OBJECTIVE. How many lines of the records contain the word "dragonfly"? Case counts; give only the number.

EXTRACTED ENTRIES.
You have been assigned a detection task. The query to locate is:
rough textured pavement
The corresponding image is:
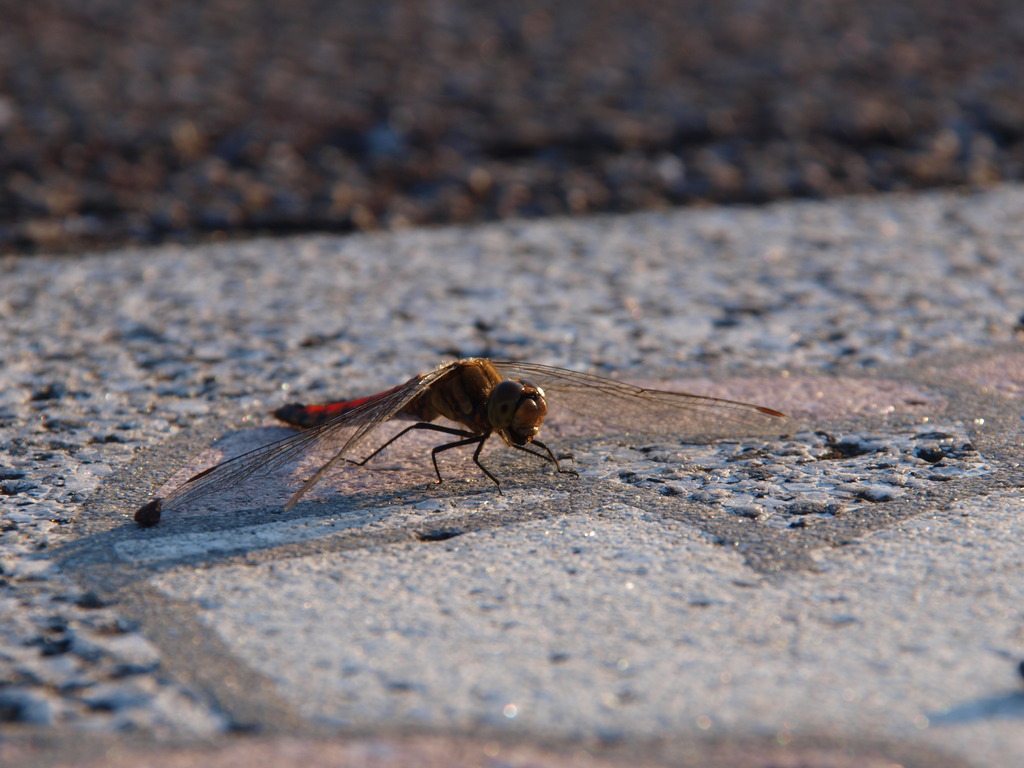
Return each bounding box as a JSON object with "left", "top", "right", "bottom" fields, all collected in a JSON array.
[{"left": 0, "top": 186, "right": 1024, "bottom": 768}]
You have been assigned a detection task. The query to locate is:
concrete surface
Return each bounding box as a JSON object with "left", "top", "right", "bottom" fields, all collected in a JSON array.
[{"left": 0, "top": 186, "right": 1024, "bottom": 768}]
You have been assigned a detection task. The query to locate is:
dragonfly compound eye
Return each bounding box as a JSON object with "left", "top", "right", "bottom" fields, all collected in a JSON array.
[
  {"left": 487, "top": 380, "right": 523, "bottom": 429},
  {"left": 508, "top": 381, "right": 548, "bottom": 445}
]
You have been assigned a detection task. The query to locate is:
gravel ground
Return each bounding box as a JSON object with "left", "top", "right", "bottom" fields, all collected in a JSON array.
[{"left": 0, "top": 0, "right": 1024, "bottom": 252}]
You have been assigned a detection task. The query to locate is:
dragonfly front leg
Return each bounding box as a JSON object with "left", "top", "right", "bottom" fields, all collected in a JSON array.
[{"left": 512, "top": 440, "right": 580, "bottom": 477}]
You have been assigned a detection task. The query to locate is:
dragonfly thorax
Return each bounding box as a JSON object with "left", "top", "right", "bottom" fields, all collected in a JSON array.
[{"left": 487, "top": 379, "right": 548, "bottom": 445}]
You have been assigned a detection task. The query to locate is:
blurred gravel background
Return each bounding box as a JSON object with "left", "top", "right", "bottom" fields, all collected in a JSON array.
[{"left": 0, "top": 0, "right": 1024, "bottom": 252}]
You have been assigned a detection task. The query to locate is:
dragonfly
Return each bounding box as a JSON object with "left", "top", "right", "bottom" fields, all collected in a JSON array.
[{"left": 135, "top": 357, "right": 795, "bottom": 526}]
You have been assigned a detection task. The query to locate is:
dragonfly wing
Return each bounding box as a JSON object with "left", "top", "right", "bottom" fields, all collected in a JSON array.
[
  {"left": 494, "top": 360, "right": 796, "bottom": 438},
  {"left": 155, "top": 367, "right": 451, "bottom": 510}
]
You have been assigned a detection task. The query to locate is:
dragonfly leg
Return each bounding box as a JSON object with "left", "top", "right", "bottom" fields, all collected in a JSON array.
[
  {"left": 430, "top": 430, "right": 502, "bottom": 493},
  {"left": 512, "top": 440, "right": 580, "bottom": 477},
  {"left": 348, "top": 421, "right": 473, "bottom": 468}
]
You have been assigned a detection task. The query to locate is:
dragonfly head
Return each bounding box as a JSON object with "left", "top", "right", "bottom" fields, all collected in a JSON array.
[{"left": 487, "top": 379, "right": 548, "bottom": 445}]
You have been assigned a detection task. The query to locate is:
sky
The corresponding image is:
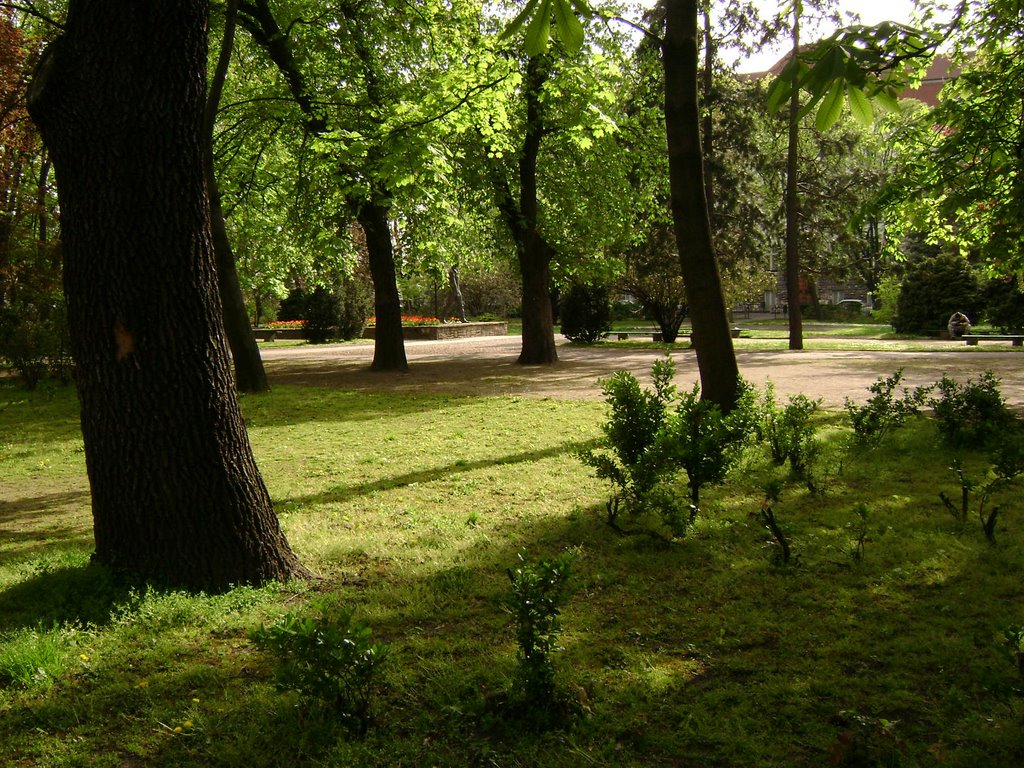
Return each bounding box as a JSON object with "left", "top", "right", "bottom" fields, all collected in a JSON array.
[{"left": 739, "top": 0, "right": 913, "bottom": 72}]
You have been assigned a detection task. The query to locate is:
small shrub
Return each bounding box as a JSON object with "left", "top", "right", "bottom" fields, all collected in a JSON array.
[
  {"left": 578, "top": 357, "right": 676, "bottom": 525},
  {"left": 939, "top": 432, "right": 1024, "bottom": 544},
  {"left": 561, "top": 283, "right": 611, "bottom": 344},
  {"left": 846, "top": 369, "right": 931, "bottom": 446},
  {"left": 893, "top": 254, "right": 984, "bottom": 334},
  {"left": 984, "top": 276, "right": 1024, "bottom": 334},
  {"left": 508, "top": 551, "right": 575, "bottom": 726},
  {"left": 850, "top": 502, "right": 868, "bottom": 562},
  {"left": 1002, "top": 624, "right": 1024, "bottom": 679},
  {"left": 759, "top": 479, "right": 793, "bottom": 565},
  {"left": 657, "top": 384, "right": 758, "bottom": 514},
  {"left": 579, "top": 358, "right": 758, "bottom": 537},
  {"left": 929, "top": 371, "right": 1014, "bottom": 449},
  {"left": 761, "top": 383, "right": 821, "bottom": 478},
  {"left": 250, "top": 609, "right": 391, "bottom": 736}
]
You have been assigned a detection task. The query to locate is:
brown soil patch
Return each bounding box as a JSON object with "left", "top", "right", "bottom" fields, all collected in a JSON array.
[{"left": 262, "top": 336, "right": 1024, "bottom": 408}]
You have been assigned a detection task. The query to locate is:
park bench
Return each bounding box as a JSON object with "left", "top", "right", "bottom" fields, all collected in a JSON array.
[
  {"left": 611, "top": 328, "right": 671, "bottom": 341},
  {"left": 611, "top": 328, "right": 743, "bottom": 341},
  {"left": 961, "top": 334, "right": 1024, "bottom": 347}
]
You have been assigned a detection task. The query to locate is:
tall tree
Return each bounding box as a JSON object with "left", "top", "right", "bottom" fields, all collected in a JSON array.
[
  {"left": 510, "top": 0, "right": 739, "bottom": 411},
  {"left": 492, "top": 53, "right": 558, "bottom": 366},
  {"left": 662, "top": 0, "right": 739, "bottom": 411},
  {"left": 785, "top": 0, "right": 804, "bottom": 349},
  {"left": 203, "top": 0, "right": 270, "bottom": 392},
  {"left": 885, "top": 0, "right": 1024, "bottom": 275},
  {"left": 29, "top": 0, "right": 305, "bottom": 589}
]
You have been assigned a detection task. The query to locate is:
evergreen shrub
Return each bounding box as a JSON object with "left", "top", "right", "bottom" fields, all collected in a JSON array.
[{"left": 561, "top": 283, "right": 611, "bottom": 344}]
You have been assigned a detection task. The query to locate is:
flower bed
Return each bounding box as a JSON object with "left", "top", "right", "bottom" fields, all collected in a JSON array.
[{"left": 362, "top": 321, "right": 509, "bottom": 341}]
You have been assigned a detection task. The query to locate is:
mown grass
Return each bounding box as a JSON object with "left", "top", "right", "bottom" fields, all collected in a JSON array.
[{"left": 0, "top": 385, "right": 1024, "bottom": 767}]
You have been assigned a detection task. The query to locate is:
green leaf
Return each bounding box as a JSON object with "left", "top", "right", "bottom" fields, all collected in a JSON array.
[
  {"left": 768, "top": 75, "right": 793, "bottom": 115},
  {"left": 526, "top": 0, "right": 551, "bottom": 56},
  {"left": 873, "top": 89, "right": 900, "bottom": 112},
  {"left": 500, "top": 0, "right": 540, "bottom": 40},
  {"left": 554, "top": 0, "right": 583, "bottom": 52},
  {"left": 846, "top": 85, "right": 874, "bottom": 126},
  {"left": 814, "top": 80, "right": 843, "bottom": 131}
]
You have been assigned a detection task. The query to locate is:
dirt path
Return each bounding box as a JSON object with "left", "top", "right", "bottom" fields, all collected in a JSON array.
[{"left": 261, "top": 336, "right": 1024, "bottom": 408}]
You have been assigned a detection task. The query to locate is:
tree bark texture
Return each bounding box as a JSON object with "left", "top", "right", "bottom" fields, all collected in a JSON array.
[
  {"left": 662, "top": 0, "right": 739, "bottom": 411},
  {"left": 203, "top": 0, "right": 270, "bottom": 393},
  {"left": 29, "top": 0, "right": 306, "bottom": 590},
  {"left": 785, "top": 2, "right": 804, "bottom": 350},
  {"left": 515, "top": 55, "right": 558, "bottom": 366},
  {"left": 360, "top": 201, "right": 409, "bottom": 371}
]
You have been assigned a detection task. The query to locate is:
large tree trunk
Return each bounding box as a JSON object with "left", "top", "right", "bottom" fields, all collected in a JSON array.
[
  {"left": 517, "top": 232, "right": 558, "bottom": 366},
  {"left": 516, "top": 55, "right": 558, "bottom": 366},
  {"left": 785, "top": 2, "right": 804, "bottom": 350},
  {"left": 352, "top": 203, "right": 409, "bottom": 371},
  {"left": 29, "top": 0, "right": 305, "bottom": 589},
  {"left": 662, "top": 0, "right": 739, "bottom": 411},
  {"left": 203, "top": 0, "right": 270, "bottom": 393}
]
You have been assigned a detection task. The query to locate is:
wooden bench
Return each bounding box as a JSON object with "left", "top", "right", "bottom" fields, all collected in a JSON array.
[
  {"left": 611, "top": 328, "right": 671, "bottom": 341},
  {"left": 961, "top": 334, "right": 1024, "bottom": 347}
]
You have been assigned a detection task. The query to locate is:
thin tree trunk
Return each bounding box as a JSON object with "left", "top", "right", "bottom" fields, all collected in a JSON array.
[
  {"left": 29, "top": 0, "right": 307, "bottom": 590},
  {"left": 352, "top": 202, "right": 409, "bottom": 372},
  {"left": 662, "top": 0, "right": 739, "bottom": 411},
  {"left": 785, "top": 0, "right": 804, "bottom": 349},
  {"left": 516, "top": 54, "right": 558, "bottom": 366},
  {"left": 203, "top": 0, "right": 270, "bottom": 393},
  {"left": 700, "top": 7, "right": 715, "bottom": 215}
]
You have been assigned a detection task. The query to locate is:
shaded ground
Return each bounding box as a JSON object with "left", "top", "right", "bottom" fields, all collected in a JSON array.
[{"left": 261, "top": 336, "right": 1024, "bottom": 408}]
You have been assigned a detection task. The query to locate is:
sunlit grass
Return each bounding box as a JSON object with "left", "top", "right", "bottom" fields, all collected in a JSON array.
[{"left": 0, "top": 382, "right": 1024, "bottom": 768}]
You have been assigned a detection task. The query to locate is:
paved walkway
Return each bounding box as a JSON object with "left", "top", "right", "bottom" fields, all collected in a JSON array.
[{"left": 261, "top": 336, "right": 1024, "bottom": 408}]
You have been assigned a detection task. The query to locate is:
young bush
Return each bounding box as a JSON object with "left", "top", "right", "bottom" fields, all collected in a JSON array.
[
  {"left": 508, "top": 551, "right": 575, "bottom": 727},
  {"left": 846, "top": 369, "right": 931, "bottom": 446},
  {"left": 759, "top": 479, "right": 793, "bottom": 565},
  {"left": 579, "top": 358, "right": 758, "bottom": 536},
  {"left": 657, "top": 384, "right": 758, "bottom": 517},
  {"left": 302, "top": 286, "right": 341, "bottom": 344},
  {"left": 984, "top": 276, "right": 1024, "bottom": 334},
  {"left": 561, "top": 283, "right": 611, "bottom": 344},
  {"left": 250, "top": 609, "right": 391, "bottom": 736},
  {"left": 760, "top": 383, "right": 821, "bottom": 478},
  {"left": 893, "top": 254, "right": 984, "bottom": 334},
  {"left": 579, "top": 358, "right": 676, "bottom": 525},
  {"left": 929, "top": 371, "right": 1015, "bottom": 449},
  {"left": 939, "top": 433, "right": 1024, "bottom": 544}
]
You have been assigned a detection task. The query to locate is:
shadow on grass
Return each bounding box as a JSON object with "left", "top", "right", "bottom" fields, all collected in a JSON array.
[
  {"left": 274, "top": 439, "right": 601, "bottom": 512},
  {"left": 0, "top": 563, "right": 132, "bottom": 631},
  {"left": 242, "top": 384, "right": 481, "bottom": 429}
]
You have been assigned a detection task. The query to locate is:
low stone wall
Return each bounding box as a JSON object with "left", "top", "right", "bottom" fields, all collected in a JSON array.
[{"left": 362, "top": 321, "right": 509, "bottom": 341}]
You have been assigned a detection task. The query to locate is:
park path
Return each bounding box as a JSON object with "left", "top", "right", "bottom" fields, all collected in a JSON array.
[{"left": 261, "top": 336, "right": 1024, "bottom": 408}]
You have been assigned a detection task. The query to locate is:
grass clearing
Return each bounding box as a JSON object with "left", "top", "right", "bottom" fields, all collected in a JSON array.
[{"left": 0, "top": 385, "right": 1024, "bottom": 767}]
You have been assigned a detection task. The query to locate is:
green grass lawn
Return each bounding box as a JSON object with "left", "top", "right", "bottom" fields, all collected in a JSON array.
[{"left": 0, "top": 383, "right": 1024, "bottom": 768}]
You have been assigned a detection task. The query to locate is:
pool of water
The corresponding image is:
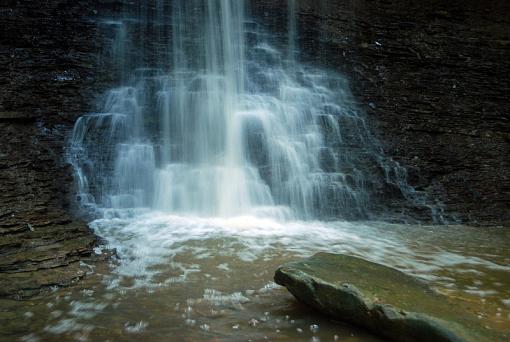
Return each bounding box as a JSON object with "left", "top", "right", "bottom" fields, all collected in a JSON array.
[{"left": 0, "top": 213, "right": 510, "bottom": 342}]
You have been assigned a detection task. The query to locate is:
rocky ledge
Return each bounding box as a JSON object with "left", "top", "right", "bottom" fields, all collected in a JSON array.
[{"left": 275, "top": 253, "right": 508, "bottom": 342}]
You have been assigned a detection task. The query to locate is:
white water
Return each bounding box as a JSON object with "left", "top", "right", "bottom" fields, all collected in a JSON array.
[{"left": 70, "top": 0, "right": 442, "bottom": 219}]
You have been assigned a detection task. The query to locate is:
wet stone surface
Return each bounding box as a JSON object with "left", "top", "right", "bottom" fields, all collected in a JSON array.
[{"left": 275, "top": 253, "right": 508, "bottom": 342}]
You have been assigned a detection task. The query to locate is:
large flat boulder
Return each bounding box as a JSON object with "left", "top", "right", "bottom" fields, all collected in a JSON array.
[{"left": 275, "top": 253, "right": 504, "bottom": 342}]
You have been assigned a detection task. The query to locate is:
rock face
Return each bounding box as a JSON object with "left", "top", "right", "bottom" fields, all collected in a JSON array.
[
  {"left": 252, "top": 0, "right": 510, "bottom": 224},
  {"left": 0, "top": 0, "right": 119, "bottom": 298},
  {"left": 275, "top": 253, "right": 508, "bottom": 342}
]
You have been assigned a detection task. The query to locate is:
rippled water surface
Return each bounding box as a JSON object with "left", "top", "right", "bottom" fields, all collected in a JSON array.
[{"left": 0, "top": 213, "right": 510, "bottom": 341}]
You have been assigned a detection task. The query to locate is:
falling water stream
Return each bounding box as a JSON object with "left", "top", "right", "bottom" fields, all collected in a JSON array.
[{"left": 0, "top": 0, "right": 510, "bottom": 341}]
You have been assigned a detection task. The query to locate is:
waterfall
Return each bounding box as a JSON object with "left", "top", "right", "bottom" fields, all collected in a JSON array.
[{"left": 69, "top": 0, "right": 446, "bottom": 219}]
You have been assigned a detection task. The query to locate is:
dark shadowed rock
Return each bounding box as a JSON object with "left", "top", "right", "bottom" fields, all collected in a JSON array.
[{"left": 275, "top": 253, "right": 505, "bottom": 342}]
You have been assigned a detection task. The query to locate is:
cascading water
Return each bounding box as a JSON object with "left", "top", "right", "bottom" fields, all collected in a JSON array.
[{"left": 70, "top": 0, "right": 444, "bottom": 219}]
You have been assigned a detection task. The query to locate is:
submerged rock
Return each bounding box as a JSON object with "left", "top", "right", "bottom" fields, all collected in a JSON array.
[{"left": 275, "top": 253, "right": 504, "bottom": 342}]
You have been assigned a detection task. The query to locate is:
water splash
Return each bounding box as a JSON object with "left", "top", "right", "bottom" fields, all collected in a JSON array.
[{"left": 70, "top": 0, "right": 446, "bottom": 219}]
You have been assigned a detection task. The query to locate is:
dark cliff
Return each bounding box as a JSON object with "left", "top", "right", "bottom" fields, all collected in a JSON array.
[
  {"left": 0, "top": 0, "right": 116, "bottom": 297},
  {"left": 253, "top": 0, "right": 510, "bottom": 224},
  {"left": 0, "top": 0, "right": 510, "bottom": 296}
]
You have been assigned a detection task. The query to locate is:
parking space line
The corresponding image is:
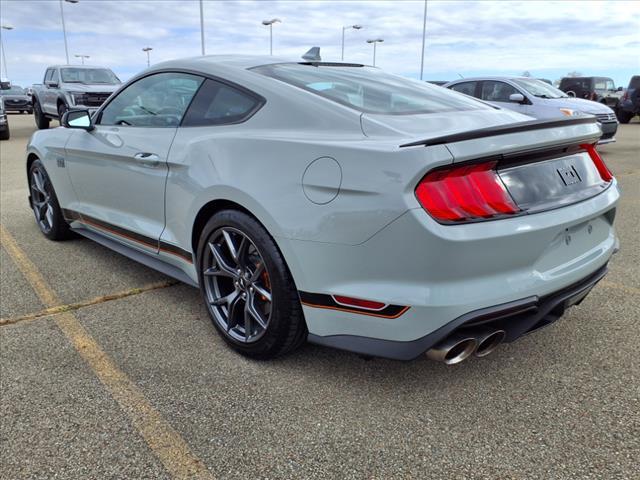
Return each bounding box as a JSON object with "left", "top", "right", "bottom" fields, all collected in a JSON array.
[
  {"left": 0, "top": 224, "right": 213, "bottom": 479},
  {"left": 0, "top": 280, "right": 180, "bottom": 327},
  {"left": 600, "top": 280, "right": 640, "bottom": 295}
]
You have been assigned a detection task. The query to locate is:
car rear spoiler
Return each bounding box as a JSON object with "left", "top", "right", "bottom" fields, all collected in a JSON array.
[{"left": 400, "top": 117, "right": 597, "bottom": 148}]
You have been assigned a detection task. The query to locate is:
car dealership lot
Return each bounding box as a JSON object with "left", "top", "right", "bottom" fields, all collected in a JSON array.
[{"left": 0, "top": 115, "right": 640, "bottom": 478}]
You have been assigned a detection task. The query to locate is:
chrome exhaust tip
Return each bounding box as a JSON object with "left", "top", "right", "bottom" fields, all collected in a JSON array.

TASK OUTPUT. 7